Goal of the exercise:
Show every line from the rows below that contains the string "skirt", matching case exactly.

>> start

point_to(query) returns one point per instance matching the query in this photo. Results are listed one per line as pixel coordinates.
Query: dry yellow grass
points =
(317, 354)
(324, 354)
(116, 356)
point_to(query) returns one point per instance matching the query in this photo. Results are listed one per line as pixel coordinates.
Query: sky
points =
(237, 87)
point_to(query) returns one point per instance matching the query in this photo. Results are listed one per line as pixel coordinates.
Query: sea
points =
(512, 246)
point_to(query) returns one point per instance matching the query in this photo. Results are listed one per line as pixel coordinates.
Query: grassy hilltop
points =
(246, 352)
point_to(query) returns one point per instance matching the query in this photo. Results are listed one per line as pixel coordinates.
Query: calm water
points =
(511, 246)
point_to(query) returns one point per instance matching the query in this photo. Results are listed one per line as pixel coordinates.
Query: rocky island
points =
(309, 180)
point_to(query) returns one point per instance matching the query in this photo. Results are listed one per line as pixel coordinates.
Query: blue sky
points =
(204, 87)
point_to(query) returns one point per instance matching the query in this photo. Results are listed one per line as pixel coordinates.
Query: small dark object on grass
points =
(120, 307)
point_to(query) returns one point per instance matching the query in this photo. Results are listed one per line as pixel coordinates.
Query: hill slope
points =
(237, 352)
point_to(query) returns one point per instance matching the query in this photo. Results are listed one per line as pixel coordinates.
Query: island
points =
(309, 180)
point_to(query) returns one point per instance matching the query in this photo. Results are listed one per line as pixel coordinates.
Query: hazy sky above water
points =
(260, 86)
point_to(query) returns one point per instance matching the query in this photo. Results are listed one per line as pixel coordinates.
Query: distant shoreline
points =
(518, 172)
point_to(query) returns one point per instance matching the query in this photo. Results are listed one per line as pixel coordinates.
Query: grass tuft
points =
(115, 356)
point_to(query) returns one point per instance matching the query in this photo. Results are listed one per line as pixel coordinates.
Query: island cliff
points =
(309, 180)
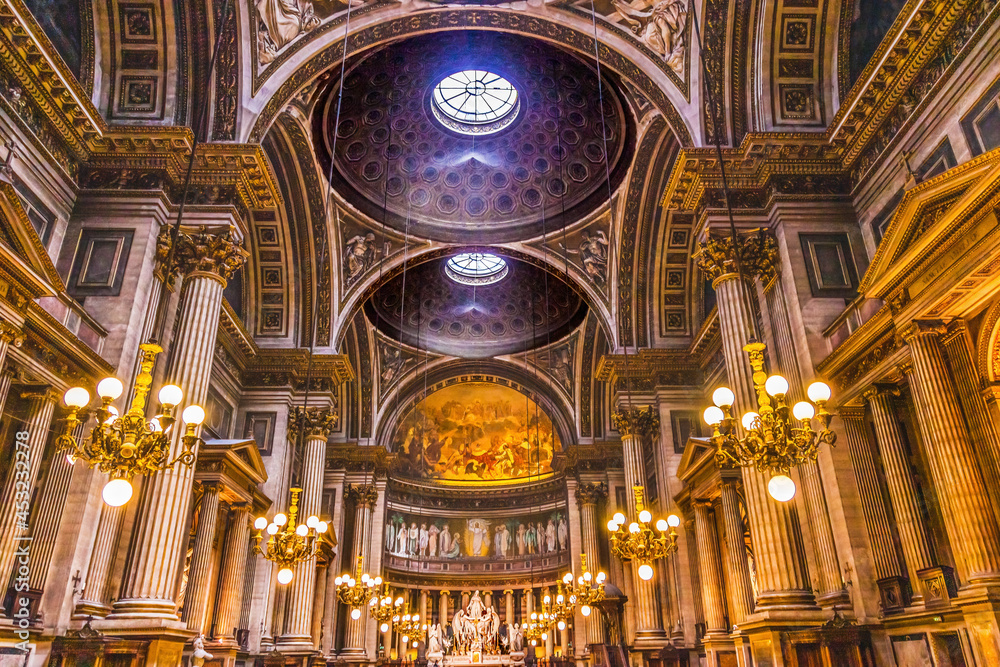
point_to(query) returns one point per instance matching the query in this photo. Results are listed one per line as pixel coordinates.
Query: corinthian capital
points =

>> end
>> start

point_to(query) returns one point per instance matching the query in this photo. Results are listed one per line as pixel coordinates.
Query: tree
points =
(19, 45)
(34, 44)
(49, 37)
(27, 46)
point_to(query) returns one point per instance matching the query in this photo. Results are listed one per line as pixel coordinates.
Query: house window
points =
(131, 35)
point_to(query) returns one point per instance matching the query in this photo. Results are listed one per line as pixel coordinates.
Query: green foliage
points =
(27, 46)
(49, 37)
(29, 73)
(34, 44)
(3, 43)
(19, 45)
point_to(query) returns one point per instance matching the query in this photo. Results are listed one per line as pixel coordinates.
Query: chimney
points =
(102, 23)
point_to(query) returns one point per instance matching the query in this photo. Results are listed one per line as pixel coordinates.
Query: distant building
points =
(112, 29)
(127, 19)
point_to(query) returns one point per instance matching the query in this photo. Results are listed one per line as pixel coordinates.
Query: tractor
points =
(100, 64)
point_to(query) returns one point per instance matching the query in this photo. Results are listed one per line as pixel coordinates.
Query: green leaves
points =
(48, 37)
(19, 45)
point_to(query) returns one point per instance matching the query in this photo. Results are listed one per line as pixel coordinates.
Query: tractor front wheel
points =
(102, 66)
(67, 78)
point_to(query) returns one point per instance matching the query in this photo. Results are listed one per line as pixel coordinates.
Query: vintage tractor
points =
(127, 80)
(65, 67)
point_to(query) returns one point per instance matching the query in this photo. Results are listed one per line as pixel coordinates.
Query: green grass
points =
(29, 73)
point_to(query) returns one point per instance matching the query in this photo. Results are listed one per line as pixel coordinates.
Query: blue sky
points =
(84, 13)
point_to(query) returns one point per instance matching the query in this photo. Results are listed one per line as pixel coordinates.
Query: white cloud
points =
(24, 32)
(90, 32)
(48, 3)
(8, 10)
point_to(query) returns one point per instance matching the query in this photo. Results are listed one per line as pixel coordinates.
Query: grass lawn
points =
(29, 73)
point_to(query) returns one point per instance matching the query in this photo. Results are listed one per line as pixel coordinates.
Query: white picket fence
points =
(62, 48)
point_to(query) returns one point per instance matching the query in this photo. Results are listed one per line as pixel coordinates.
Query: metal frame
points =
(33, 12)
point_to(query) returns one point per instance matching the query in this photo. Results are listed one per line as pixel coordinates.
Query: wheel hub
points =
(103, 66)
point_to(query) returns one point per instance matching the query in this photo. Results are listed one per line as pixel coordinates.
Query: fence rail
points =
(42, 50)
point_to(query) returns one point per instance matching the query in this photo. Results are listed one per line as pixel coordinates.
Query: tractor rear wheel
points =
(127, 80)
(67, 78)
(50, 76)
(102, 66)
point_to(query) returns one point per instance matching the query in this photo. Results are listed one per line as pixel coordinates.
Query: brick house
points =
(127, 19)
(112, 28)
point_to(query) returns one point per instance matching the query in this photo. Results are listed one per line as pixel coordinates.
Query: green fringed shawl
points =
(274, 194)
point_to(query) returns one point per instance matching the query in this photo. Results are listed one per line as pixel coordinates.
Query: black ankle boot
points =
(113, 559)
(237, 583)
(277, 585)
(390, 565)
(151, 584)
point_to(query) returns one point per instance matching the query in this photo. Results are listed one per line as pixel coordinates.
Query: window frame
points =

>> end
>> start

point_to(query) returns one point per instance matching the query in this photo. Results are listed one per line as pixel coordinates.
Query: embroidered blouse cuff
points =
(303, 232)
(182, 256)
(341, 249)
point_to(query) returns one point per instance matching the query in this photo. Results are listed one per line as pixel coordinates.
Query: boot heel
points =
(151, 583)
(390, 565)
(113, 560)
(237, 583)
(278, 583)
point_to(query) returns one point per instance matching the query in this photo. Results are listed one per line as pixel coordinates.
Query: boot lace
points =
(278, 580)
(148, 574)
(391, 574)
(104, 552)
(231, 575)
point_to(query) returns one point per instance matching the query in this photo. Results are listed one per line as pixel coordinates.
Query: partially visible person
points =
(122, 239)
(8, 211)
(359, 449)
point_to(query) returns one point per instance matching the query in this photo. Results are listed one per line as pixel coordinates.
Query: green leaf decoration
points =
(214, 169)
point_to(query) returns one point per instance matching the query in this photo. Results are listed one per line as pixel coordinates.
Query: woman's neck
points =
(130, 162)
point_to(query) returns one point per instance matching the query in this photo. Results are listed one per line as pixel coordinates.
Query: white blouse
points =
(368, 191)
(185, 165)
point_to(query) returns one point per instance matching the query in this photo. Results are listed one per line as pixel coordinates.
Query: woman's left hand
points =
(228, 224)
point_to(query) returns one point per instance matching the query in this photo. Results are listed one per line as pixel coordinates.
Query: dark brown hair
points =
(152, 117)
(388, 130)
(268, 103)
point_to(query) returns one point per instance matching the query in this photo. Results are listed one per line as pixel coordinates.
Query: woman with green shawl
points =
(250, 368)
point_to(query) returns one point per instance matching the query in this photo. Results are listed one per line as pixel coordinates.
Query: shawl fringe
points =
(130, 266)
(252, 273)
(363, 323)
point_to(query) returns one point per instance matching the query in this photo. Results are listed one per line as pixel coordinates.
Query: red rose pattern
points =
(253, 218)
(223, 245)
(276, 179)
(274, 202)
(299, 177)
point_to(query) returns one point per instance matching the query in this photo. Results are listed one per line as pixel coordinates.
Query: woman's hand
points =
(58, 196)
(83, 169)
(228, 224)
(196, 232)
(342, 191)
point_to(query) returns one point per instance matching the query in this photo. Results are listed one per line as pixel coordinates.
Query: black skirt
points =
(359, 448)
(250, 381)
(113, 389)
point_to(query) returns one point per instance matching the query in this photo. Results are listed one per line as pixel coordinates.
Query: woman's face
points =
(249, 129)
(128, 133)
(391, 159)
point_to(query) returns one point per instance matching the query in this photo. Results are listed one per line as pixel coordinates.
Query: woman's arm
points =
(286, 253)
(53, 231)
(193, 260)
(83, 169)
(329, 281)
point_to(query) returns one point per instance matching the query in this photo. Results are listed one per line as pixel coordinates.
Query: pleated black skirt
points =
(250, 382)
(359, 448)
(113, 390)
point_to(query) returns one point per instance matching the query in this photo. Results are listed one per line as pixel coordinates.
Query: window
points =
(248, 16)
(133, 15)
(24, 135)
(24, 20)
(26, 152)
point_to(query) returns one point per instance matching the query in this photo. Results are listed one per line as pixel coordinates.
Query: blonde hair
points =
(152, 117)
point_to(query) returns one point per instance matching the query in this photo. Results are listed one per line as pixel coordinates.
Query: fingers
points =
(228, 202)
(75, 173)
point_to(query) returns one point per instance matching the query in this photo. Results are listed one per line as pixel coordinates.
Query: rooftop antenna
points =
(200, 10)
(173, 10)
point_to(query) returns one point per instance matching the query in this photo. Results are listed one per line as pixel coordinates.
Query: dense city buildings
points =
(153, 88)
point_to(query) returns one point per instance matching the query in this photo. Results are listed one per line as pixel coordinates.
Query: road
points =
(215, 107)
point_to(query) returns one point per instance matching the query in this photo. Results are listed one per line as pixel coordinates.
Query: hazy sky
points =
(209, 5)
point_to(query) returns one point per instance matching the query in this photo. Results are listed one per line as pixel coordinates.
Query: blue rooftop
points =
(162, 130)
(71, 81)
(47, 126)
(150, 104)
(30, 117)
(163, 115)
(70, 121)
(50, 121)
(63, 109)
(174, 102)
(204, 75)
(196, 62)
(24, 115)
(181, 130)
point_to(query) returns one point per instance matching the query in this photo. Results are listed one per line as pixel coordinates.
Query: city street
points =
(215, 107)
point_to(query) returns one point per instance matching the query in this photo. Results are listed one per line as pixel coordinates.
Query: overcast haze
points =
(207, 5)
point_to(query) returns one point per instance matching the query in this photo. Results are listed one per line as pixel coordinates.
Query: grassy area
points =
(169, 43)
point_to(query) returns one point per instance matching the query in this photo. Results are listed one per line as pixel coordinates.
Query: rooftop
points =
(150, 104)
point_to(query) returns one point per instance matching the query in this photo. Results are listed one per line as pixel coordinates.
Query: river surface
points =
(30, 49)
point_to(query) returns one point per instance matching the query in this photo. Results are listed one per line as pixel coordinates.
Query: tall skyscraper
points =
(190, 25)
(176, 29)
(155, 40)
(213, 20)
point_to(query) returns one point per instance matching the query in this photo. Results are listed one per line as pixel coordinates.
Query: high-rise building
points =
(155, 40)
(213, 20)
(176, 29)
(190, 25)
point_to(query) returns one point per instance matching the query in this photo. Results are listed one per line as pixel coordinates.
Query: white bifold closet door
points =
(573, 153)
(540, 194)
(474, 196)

>> end

Answer:
Query: black skirt
Query: pleated black skirt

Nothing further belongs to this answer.